Format the lines of the rows below as a JSON list of strings, one string per line with blank lines omitted. Start at the line containing "Would you mind marking the sandy" and go through the last line of the rows.

──────── Stored records ────────

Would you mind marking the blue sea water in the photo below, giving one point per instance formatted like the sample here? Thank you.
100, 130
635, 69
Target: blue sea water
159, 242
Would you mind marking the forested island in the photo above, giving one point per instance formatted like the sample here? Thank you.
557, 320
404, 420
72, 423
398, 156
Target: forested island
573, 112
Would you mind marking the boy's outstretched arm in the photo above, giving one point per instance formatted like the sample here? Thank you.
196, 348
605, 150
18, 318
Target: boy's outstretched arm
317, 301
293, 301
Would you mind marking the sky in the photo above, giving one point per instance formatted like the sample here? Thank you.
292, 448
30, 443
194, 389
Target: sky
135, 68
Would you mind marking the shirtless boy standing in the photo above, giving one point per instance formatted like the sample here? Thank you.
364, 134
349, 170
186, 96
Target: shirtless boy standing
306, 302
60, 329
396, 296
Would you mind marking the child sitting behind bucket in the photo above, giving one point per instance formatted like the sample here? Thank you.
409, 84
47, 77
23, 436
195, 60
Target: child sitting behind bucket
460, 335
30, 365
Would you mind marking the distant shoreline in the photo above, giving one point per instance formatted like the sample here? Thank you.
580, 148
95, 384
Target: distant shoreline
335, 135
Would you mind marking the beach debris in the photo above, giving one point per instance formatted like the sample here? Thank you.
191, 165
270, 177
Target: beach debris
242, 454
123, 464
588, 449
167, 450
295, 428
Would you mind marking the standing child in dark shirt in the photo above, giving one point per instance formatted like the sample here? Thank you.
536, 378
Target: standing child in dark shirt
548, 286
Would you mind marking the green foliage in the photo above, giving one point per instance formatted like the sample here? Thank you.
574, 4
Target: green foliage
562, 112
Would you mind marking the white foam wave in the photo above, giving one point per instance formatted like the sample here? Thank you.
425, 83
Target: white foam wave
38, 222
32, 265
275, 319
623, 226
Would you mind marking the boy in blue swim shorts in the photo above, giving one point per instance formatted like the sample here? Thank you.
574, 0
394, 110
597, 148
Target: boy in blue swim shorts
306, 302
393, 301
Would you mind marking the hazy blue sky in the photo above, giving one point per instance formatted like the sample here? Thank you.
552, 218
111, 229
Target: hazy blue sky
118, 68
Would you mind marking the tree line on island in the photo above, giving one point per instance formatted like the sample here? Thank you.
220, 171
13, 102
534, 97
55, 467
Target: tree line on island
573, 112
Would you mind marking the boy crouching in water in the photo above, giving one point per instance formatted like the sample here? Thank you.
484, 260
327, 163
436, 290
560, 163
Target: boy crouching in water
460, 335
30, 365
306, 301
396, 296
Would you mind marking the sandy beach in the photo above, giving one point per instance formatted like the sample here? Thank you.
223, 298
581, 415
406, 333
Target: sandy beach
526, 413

────────

▶ **Response below**:
[
  "Would you mind marking the sandy beach in the photo above, giving one point per instance formatted like the sample here? Thank you.",
  "223, 298",
  "581, 415",
  "406, 333",
  "Target: sandy beach",
  "526, 413"
]